#### Supplied text:
Abstract
Background: African American women have lower levels of leisure time physical activity compared to White American women. Interventions to improve physical activity have mixed benefits for African American women, even when guided by theory. Understanding how theoretical constructs used in physical activity interventions relate to changing behavior may provide direction for more successful interventions.
Objective: The study aimed to examine the relationships among social cognitive constructs (self-efficacy, social support from group behavioral meetings, outcome expectations/realizations), and change in physical activity from baseline to 48 weeks in African American women participating in a lifestyle physical activity program.
Methods: A secondary data analysis of longitudinal data using a correlational design was conducted using data from a 48-week physical activity randomized controlled trial (RCT). The RCT included a group behavioral meeting component with one of three telephone intervention conditions (no calls, personal motivation calls, or automated motivational calls) randomly assigned across six community healthcare sites. The participants were 260 sedentary, midlife African American women with no major signs or symptoms of cardiovascular disease who completed baseline and 48-week assessments of the RCT. Measures included self-efficacy for change in overcoming barriers to physical activity at 24 weeks, physical and psychological outcome realizations at 24 weeks, social support from group behavioral meetings at 24 weeks, and physical activity (self-report and device-measured) change from baseline to 48 weeks.
Results: In a hierarchical regression model predicting change in self-reported time spent in weekly moderate-vigorous physical activity at 48 weeks, psychological outcome realizations at 24 weeks were significant positive predictors. In a hierarchical regression model for change in device-measured daily steps at 48 weeks, a self-efficacy change at 24 weeks was a significant positive predictor.
Discussion: Attention should be given to increasing self-efficacy to overcome physical activity barriers and achieve self-identified physical and psychological outcomes in physical activity programs.

#### Prompt:
According to the abstract, how many women took part in the study, and how are they described? None of the records is needed.

#### Data extract:
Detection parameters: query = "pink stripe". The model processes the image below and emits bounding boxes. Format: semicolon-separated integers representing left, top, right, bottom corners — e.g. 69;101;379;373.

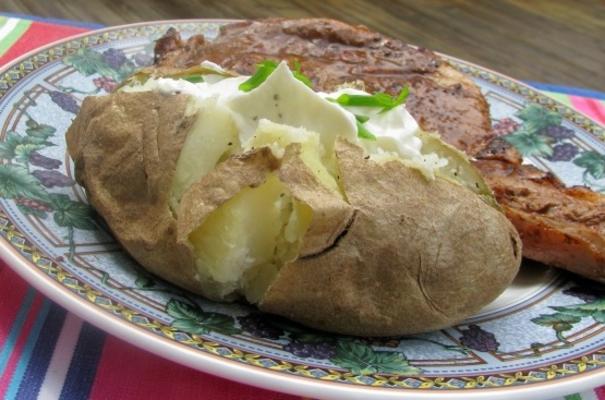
89;336;300;400
0;261;27;348
0;293;43;397
569;96;605;124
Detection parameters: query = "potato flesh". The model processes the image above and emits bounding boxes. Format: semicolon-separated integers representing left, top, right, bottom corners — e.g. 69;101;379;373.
189;175;310;302
246;120;342;195
171;98;239;210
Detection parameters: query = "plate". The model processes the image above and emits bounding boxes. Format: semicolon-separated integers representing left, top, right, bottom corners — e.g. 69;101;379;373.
0;20;605;399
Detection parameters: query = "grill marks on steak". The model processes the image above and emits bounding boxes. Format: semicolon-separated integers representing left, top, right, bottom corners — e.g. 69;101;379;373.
155;19;605;281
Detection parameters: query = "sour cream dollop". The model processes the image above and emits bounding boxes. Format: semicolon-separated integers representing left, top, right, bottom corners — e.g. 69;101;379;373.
125;61;447;177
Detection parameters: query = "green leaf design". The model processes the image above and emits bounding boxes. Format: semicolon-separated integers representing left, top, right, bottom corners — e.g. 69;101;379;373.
531;312;582;332
166;298;241;335
504;127;553;157
0;130;54;162
171;318;209;335
516;104;562;133
592;311;605;324
50;193;97;231
0;164;49;203
17;204;46;219
25;118;57;140
573;151;605;179
15;143;46;164
63;48;110;78
166;298;204;320
550;298;605;317
330;340;421;375
0;131;23;160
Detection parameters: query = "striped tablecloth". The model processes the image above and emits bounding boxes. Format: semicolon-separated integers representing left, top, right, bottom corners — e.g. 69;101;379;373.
0;14;605;400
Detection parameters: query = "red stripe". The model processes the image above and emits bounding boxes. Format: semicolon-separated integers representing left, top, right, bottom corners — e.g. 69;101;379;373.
0;22;88;65
0;261;27;349
569;96;605;124
89;337;300;400
0;293;43;395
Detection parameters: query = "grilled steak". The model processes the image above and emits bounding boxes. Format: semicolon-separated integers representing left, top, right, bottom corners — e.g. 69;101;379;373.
155;19;605;280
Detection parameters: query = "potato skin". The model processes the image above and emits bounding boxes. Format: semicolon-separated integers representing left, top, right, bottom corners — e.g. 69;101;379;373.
67;92;521;336
259;140;521;336
66;92;199;292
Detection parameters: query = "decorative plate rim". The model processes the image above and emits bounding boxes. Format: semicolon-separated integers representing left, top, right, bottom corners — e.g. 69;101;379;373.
0;19;605;399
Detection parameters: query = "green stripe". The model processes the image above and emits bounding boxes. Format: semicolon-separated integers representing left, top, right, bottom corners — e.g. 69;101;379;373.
0;19;32;56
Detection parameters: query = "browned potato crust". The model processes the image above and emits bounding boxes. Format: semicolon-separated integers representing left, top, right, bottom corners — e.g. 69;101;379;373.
259;141;521;336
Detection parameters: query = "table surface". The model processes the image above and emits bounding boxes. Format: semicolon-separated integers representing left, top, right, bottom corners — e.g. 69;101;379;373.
0;0;605;91
0;9;605;400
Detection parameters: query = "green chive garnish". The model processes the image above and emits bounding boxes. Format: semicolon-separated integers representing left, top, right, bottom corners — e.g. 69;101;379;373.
181;75;204;83
353;114;370;124
239;60;313;92
239;60;277;92
357;121;376;140
292;60;313;88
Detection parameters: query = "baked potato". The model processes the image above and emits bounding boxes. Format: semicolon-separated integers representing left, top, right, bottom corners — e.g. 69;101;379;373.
67;63;521;336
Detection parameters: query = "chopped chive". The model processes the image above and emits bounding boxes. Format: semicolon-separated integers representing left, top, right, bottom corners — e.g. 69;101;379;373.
292;60;313;88
239;60;313;92
181;75;204;83
353;114;370;124
357;121;376;140
336;86;409;112
239;60;277;92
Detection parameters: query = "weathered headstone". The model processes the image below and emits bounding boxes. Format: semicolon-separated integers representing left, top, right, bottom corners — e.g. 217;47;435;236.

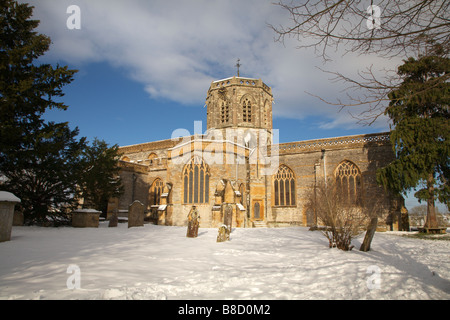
186;206;200;238
0;191;20;242
128;200;144;228
72;209;101;228
223;204;233;230
108;212;119;228
217;224;230;242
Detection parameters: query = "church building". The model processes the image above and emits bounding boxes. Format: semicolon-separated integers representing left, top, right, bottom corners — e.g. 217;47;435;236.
108;76;403;230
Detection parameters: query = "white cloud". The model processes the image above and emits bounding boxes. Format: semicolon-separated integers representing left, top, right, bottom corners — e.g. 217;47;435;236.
28;0;400;128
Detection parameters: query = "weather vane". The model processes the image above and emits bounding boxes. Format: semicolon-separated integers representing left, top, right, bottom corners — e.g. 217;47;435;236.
236;59;241;77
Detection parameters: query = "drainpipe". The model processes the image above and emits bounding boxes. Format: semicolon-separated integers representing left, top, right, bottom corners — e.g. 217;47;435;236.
322;149;327;187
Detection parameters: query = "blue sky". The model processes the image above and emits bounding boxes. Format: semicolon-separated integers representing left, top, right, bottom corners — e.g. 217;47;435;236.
21;0;442;212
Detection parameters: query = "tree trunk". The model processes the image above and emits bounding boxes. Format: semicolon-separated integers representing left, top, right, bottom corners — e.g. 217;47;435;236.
424;174;439;228
359;215;378;252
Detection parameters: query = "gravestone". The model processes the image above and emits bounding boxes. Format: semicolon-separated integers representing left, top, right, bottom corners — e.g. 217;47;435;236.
223;204;233;230
108;212;119;228
72;209;101;228
186;206;200;238
128;200;144;228
0;191;20;242
217;224;230;242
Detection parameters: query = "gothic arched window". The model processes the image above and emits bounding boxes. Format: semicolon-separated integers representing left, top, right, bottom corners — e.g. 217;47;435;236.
273;165;295;206
149;178;164;206
183;157;210;204
334;160;362;204
220;102;230;123
242;98;252;122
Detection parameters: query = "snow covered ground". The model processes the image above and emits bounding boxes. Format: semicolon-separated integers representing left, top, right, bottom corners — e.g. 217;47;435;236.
0;222;450;300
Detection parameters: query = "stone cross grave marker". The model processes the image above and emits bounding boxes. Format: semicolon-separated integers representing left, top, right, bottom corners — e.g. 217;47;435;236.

#### Result below:
There were 260 participants, described as sedentary, midlife African American women with no major signs or symptoms of cardiovascular disease.